--- What is being asked ---
Scan the records for "below". Report each line that includes it.

--- Source material ---

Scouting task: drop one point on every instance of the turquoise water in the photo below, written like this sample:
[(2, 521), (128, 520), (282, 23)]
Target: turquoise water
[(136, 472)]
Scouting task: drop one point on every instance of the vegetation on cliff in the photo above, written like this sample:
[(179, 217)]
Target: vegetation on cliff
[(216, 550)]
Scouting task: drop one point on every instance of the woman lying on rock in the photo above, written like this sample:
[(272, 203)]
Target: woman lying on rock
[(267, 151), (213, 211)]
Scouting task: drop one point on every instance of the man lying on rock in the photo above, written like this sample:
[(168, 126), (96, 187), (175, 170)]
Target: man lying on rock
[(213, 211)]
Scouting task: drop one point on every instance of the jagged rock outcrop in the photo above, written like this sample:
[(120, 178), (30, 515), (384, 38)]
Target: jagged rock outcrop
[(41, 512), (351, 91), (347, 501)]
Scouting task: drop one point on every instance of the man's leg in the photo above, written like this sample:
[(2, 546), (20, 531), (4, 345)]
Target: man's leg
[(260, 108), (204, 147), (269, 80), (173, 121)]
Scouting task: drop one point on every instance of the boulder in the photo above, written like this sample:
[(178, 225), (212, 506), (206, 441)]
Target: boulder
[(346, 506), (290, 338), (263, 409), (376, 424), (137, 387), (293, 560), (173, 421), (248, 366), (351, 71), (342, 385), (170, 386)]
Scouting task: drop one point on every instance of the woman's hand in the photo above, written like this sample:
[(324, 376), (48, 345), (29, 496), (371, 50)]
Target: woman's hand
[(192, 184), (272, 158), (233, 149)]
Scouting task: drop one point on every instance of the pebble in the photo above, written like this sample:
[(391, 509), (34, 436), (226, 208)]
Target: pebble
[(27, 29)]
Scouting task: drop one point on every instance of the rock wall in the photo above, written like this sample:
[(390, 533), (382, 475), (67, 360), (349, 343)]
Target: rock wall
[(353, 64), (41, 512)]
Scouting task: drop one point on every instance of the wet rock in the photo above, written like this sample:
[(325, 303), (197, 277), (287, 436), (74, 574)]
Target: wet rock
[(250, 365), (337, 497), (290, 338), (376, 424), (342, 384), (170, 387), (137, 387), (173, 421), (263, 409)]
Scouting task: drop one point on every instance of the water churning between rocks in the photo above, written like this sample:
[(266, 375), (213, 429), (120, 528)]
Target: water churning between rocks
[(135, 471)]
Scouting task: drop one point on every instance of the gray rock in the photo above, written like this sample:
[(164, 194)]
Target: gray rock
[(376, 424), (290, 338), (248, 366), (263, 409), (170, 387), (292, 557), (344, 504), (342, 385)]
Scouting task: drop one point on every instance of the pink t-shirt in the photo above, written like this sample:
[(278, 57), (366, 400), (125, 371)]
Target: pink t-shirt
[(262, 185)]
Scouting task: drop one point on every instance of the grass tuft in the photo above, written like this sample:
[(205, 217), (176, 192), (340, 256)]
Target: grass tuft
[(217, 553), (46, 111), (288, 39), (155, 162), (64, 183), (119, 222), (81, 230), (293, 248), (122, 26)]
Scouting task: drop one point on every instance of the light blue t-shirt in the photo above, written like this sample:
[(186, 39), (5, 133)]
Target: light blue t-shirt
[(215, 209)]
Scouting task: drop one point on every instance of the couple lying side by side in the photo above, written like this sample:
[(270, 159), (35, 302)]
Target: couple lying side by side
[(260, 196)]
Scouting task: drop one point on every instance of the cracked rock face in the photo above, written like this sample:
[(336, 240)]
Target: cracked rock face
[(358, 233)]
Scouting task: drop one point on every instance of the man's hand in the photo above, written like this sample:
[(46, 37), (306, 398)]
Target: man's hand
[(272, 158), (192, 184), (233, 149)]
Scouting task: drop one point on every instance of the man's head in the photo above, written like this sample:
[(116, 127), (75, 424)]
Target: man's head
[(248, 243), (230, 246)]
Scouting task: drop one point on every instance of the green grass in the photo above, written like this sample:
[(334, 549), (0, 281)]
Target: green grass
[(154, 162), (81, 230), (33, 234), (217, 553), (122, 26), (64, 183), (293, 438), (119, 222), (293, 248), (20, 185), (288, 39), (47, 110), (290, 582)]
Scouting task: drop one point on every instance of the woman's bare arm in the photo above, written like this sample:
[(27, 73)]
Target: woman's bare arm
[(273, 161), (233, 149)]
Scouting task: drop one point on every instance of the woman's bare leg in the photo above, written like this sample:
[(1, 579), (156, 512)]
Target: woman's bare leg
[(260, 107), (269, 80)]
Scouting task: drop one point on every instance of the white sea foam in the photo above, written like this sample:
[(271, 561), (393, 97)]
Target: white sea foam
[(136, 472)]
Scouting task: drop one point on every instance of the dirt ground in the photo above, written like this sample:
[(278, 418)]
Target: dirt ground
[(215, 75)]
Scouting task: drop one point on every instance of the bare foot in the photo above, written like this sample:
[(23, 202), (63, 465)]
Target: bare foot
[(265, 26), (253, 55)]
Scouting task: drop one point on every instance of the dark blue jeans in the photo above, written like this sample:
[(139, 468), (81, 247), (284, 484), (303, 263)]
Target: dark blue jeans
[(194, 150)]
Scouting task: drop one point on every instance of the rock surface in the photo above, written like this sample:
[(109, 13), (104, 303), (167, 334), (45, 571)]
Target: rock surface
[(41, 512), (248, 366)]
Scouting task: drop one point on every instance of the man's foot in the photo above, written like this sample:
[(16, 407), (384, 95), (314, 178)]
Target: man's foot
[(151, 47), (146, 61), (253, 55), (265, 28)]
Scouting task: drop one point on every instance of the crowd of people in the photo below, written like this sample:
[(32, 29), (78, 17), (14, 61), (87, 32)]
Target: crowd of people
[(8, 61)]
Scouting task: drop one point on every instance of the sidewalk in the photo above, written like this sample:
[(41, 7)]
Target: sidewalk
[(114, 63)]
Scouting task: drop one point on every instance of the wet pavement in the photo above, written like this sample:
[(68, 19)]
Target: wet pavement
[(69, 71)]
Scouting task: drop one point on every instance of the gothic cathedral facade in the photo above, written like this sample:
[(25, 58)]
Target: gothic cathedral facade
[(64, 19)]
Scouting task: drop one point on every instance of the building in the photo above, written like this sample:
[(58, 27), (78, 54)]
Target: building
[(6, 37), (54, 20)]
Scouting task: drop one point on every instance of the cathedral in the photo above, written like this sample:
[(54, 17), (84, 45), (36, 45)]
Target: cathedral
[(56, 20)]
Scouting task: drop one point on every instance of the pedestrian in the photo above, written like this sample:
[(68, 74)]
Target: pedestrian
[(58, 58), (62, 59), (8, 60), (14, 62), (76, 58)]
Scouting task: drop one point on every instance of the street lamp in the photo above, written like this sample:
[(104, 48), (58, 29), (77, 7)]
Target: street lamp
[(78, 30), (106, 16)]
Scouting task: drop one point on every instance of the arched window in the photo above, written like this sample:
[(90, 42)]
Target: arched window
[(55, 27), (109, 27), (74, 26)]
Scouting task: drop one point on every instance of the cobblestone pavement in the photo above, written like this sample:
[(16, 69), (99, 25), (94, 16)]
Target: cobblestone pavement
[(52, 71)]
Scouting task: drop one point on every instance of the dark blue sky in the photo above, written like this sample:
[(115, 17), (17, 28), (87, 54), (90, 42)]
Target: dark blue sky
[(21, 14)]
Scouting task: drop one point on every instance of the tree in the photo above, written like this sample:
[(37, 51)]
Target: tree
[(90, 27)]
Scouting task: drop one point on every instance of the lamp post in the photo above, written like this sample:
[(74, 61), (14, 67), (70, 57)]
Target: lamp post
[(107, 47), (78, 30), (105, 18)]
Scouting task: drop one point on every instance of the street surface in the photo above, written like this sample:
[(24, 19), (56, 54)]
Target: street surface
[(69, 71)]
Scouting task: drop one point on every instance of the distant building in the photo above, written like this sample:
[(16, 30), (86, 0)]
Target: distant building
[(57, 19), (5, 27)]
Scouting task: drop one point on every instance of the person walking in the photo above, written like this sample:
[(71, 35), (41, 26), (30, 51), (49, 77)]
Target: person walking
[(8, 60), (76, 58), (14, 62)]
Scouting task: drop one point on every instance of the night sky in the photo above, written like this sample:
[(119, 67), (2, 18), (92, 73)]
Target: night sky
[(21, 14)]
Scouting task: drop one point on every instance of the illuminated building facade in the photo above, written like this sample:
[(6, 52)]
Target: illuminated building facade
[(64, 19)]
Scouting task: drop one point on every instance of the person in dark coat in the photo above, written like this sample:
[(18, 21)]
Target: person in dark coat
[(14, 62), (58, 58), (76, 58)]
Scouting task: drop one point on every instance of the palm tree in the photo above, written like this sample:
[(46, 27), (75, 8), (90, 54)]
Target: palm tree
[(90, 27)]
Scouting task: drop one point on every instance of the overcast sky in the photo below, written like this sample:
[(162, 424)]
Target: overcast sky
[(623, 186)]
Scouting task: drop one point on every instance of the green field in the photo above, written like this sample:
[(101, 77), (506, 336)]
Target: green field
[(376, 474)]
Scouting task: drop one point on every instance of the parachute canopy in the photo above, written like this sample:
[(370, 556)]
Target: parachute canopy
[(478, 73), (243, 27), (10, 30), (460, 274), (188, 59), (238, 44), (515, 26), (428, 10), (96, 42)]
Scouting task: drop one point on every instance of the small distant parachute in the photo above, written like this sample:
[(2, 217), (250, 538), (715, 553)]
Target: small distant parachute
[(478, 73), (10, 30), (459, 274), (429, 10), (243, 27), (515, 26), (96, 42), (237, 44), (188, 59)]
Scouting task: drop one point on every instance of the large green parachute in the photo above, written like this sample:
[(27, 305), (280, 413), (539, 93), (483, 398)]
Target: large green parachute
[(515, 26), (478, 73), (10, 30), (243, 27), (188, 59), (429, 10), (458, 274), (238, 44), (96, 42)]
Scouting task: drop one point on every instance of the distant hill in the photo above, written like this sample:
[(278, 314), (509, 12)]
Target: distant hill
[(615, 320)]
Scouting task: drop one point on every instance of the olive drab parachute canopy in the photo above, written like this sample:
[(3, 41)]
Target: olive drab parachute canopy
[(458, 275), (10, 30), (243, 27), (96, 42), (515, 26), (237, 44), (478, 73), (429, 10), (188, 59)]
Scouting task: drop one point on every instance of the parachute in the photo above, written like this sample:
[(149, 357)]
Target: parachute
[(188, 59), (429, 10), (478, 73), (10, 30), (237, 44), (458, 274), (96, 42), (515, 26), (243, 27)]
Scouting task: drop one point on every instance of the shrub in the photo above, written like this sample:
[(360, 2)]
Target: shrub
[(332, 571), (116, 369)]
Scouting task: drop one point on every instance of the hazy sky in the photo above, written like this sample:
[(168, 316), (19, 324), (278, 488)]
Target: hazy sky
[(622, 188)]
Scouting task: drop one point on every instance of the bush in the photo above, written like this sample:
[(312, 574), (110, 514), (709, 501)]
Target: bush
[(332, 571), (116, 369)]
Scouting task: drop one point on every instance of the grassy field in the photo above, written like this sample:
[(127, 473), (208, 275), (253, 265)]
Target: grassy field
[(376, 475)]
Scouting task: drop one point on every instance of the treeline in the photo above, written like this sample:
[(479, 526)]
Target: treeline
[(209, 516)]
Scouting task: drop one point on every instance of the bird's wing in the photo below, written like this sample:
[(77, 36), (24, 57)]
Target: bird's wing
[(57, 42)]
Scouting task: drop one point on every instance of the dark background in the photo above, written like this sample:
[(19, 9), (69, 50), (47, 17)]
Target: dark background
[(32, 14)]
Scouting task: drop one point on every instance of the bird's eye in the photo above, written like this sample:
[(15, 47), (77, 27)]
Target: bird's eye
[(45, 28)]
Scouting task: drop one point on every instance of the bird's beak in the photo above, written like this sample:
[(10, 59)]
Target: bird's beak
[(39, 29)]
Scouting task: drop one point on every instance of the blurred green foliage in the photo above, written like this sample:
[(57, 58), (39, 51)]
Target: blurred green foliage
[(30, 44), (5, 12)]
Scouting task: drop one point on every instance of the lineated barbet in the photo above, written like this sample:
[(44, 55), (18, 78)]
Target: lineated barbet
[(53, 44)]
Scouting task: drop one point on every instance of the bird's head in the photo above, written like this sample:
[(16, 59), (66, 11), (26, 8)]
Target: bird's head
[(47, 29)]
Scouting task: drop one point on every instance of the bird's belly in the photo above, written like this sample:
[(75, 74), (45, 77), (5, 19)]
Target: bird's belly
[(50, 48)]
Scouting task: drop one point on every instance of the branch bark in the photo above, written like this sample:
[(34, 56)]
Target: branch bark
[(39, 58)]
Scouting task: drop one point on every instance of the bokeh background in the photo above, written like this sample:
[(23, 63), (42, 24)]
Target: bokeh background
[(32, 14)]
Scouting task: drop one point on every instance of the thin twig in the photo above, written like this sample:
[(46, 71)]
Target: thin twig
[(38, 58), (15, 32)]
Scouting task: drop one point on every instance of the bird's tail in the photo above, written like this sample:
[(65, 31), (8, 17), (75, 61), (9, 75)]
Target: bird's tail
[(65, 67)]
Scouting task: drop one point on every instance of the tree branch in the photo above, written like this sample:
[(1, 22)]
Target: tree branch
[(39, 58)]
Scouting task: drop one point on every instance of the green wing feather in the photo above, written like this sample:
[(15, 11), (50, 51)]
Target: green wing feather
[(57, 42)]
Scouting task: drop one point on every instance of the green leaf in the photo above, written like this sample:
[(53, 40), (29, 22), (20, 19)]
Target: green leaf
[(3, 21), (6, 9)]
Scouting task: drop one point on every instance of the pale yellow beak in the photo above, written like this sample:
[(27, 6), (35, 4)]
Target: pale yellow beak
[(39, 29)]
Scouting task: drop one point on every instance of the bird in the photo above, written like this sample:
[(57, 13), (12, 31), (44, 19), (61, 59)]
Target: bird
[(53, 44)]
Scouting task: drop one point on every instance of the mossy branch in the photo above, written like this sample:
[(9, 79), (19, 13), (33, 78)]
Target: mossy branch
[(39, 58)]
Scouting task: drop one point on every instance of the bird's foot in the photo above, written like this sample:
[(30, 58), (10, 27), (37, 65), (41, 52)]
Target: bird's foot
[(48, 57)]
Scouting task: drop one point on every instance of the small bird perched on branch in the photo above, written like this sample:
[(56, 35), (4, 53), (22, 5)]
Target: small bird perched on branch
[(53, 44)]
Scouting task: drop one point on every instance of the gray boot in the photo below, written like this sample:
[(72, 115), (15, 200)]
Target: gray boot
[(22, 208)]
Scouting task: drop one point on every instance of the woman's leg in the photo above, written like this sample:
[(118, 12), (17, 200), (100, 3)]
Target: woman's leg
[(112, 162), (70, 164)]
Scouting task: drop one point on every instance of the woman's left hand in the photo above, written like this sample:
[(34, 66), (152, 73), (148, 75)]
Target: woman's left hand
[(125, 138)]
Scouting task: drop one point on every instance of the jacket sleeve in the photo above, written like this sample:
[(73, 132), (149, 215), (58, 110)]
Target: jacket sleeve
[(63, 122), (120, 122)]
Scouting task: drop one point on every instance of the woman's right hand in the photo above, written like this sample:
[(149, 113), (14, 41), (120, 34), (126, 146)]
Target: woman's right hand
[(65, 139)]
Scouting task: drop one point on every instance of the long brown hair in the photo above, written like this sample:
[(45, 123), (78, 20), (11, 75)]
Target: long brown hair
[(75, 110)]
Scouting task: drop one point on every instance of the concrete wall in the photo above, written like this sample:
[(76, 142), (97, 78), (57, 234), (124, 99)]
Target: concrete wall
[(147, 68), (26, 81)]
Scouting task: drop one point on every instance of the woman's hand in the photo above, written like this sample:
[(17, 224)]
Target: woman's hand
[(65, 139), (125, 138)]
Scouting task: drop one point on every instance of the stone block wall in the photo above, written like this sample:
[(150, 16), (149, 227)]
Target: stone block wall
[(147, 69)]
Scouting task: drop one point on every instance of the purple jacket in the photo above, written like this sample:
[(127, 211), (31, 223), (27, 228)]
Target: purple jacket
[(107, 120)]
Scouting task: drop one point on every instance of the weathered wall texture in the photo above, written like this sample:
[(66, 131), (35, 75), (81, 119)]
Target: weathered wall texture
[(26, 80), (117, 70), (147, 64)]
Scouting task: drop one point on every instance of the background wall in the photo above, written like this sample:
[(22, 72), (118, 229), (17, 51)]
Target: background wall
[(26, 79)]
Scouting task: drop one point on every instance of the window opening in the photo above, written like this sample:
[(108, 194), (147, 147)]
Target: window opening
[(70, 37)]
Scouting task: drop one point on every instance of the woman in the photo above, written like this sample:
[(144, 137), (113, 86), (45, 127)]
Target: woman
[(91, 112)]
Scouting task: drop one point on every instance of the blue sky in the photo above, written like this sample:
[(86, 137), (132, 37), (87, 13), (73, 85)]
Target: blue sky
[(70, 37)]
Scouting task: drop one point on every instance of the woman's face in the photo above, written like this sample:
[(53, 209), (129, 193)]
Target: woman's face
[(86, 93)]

--- Solution for this exercise ---
Scouting task: drop one point on every instance of the turquoise water in the photo below, written like this sample:
Scouting task: drop one point on every instance of the crowd of people in the photo below, written like this sample:
Scouting task: drop one point on every instance of the overcast sky in the photo below, written like this sample:
Scouting task: drop one point on every instance of the bird's wing in the photo below, written like this sample:
Scouting task: drop one point on every instance of the gray boot in the photo below, written like this sample:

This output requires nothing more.